The Circle K store on the northwest corner of Seventh Avenue and McDowell is probably one of the more beleaguered outposts in the convenience store's empire.
On weekend nights, McDowell Road is crowded with cruisers, the air pulsating with the thump of superamplified car stereos. The store also serves as home base for the area's transient population, some of whom camp in nearby alleys, their crash spots marked off by empty bottles and piles of debris.
By 1 a.m. on a recent Saturday, though, traffic on McDowell has dropped to almost nothing. The Circle K parking lot is largely deserted. But it does not lack for drama.
Two men who look like members of a police SWAT team are frisking a young man splayed across the hood of his Honda.
Crisp black shirts and black fatigue pants are tucked into black combat boots. Handcuffs and pepper spray hang from belts already weighted down by 9 mm pistols. Extra clips, too.
These are not the city's finest, however. They're employed by Phoenix Security International, a relatively new company that has a contract with Circle K to provide security for the chain's Phoenix stores.
The crime: peeing in a parking lot. The young suspect was caught, quite literally, with his pants down. The two security guards, also very young, go about their pat-down as if Carlos the Jackal himself were face down on the hood.
Eventually, the security duo calls in the real police, and points out the puddle of urine in the corner of the parking lot. The Phoenix police officer notes the puddle's size and location. He gives the guy a ticket and turns him loose.
As far as the police are concerned, the guards have acted within their authority. They have exercised their citizens' arrest powers--the same as a bouncer throwing a rowdy patron out of a bar, or a homeowner subduing a burglar on his property.
"It's a pretty basic right," says Sergeant Mike Torres, a Phoenix Police Department spokesman. "You're allowed to escalate your level of force one level beyond your adversary's in order to restore order."

OBJECTIVE. Can you extend the article about the armed security guards at the Phoenix Circle K past its final paragraph?

DATA LINES.

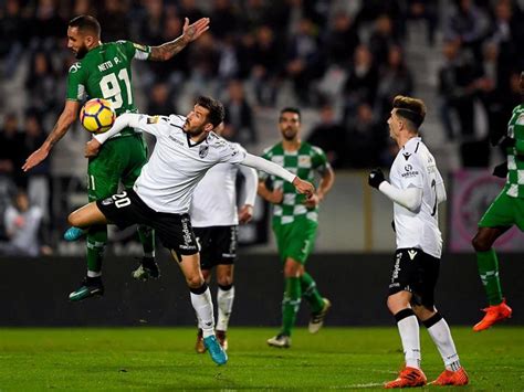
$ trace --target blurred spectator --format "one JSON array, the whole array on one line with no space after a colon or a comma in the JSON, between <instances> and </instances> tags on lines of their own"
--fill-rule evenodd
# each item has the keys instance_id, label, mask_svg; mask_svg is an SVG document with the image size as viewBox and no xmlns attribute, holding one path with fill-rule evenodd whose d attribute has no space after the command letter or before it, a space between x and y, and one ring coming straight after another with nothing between
<instances>
[{"instance_id":1,"label":"blurred spectator","mask_svg":"<svg viewBox=\"0 0 524 392\"><path fill-rule=\"evenodd\" d=\"M325 70L316 31L311 20L303 19L298 23L298 31L290 42L285 67L293 81L298 103L303 106L311 105L313 97L310 85L319 78Z\"/></svg>"},{"instance_id":2,"label":"blurred spectator","mask_svg":"<svg viewBox=\"0 0 524 392\"><path fill-rule=\"evenodd\" d=\"M3 215L8 242L0 243L0 253L9 256L31 256L40 254L39 230L42 211L30 205L29 198L23 191L14 197Z\"/></svg>"},{"instance_id":3,"label":"blurred spectator","mask_svg":"<svg viewBox=\"0 0 524 392\"><path fill-rule=\"evenodd\" d=\"M343 166L344 155L347 153L345 137L346 129L336 120L333 106L324 105L321 108L321 123L312 129L307 142L322 148L336 169Z\"/></svg>"},{"instance_id":4,"label":"blurred spectator","mask_svg":"<svg viewBox=\"0 0 524 392\"><path fill-rule=\"evenodd\" d=\"M359 45L354 57L343 91L346 125L356 115L357 106L363 103L373 105L377 94L378 68L371 52L366 45Z\"/></svg>"},{"instance_id":5,"label":"blurred spectator","mask_svg":"<svg viewBox=\"0 0 524 392\"><path fill-rule=\"evenodd\" d=\"M427 42L434 45L434 32L439 20L438 0L407 0L408 19L426 21Z\"/></svg>"},{"instance_id":6,"label":"blurred spectator","mask_svg":"<svg viewBox=\"0 0 524 392\"><path fill-rule=\"evenodd\" d=\"M411 95L412 89L413 78L404 59L404 52L400 46L391 46L388 52L388 62L379 72L375 105L379 115L378 120L385 121L389 117L389 108L395 96Z\"/></svg>"},{"instance_id":7,"label":"blurred spectator","mask_svg":"<svg viewBox=\"0 0 524 392\"><path fill-rule=\"evenodd\" d=\"M258 141L253 110L245 99L241 81L233 80L228 85L229 100L226 102L226 119L222 135L232 141L252 145Z\"/></svg>"},{"instance_id":8,"label":"blurred spectator","mask_svg":"<svg viewBox=\"0 0 524 392\"><path fill-rule=\"evenodd\" d=\"M344 167L352 169L373 168L380 163L387 145L386 123L378 123L369 104L360 104L347 129L344 146Z\"/></svg>"},{"instance_id":9,"label":"blurred spectator","mask_svg":"<svg viewBox=\"0 0 524 392\"><path fill-rule=\"evenodd\" d=\"M30 106L40 113L49 114L56 110L62 102L62 97L56 95L56 84L57 77L50 55L45 52L34 52L25 77Z\"/></svg>"}]
</instances>

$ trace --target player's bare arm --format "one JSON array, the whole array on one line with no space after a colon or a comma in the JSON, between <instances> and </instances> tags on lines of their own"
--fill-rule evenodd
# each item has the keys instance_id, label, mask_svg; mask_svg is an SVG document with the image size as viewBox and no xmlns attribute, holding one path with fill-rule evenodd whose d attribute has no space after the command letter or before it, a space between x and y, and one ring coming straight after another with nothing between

RESULT FOR THIS TASK.
But the specter of black-clad security forces rousting a motorist who peed in a parking lot illustrates a debate that is taking shape in the public sector as well as within the private-security industry itself.
The security business is booming, with companies pushing into a relatively new residential market. More and more neighborhoods are relying on private guards to provide some kind of protection that once was handled by real police officers.
But concerns are growing, too, ranging from the quality of training to whether guards should carry guns to, as in Phoenix Security's case, even what they wear.
Since 1992, the number of licensed security companies in Arizona has nearly doubled, from 110 to 195, following a national trend.
According to statistics provided by the American Society for Industrial Security, an industry lobbying group, the number of companies engaged in security work across the country has more than doubled since 1980, from 70,000 to 160,000 in 1996.
Today, ASIC estimates that the security industry employs some two million people. By comparison, according to Department of Justice figures, all the nation's law-enforcement agencies combined employ only 685,000.
Much of the growth has occurred in workplace security, with large corporations simply finding it more economical to contract out rather than hire their own in-house muscle.
But other companies are moving into areas traditionally handled by local police. Companies like Safeguard Security have made a specialty out of patrolling the gated communities that have flourished in newer, more affluent parts of the Valley. Now, the move is toward providing the same service in older, unfenced--yet still affluent--areas of the city.
Tired of getting burglarized, homeowners in Encanto-Palmcroft, an exclusive, central Phoenix neighborhood filled with stylish older homes, recently contracted with Arrow Security, a newcomer to the Phoenix security market, to provide armed patrols aimed at rousting transients from nearby alleys.
The service, which started up in early August, costs the neighborhood about $48,000 a year, and is paid for by about 200 homeowners who have agreed to chip in $20 a month.
Phoenix police spokesman Torres says private companies are about the only way home and business owners can expect personalized protection.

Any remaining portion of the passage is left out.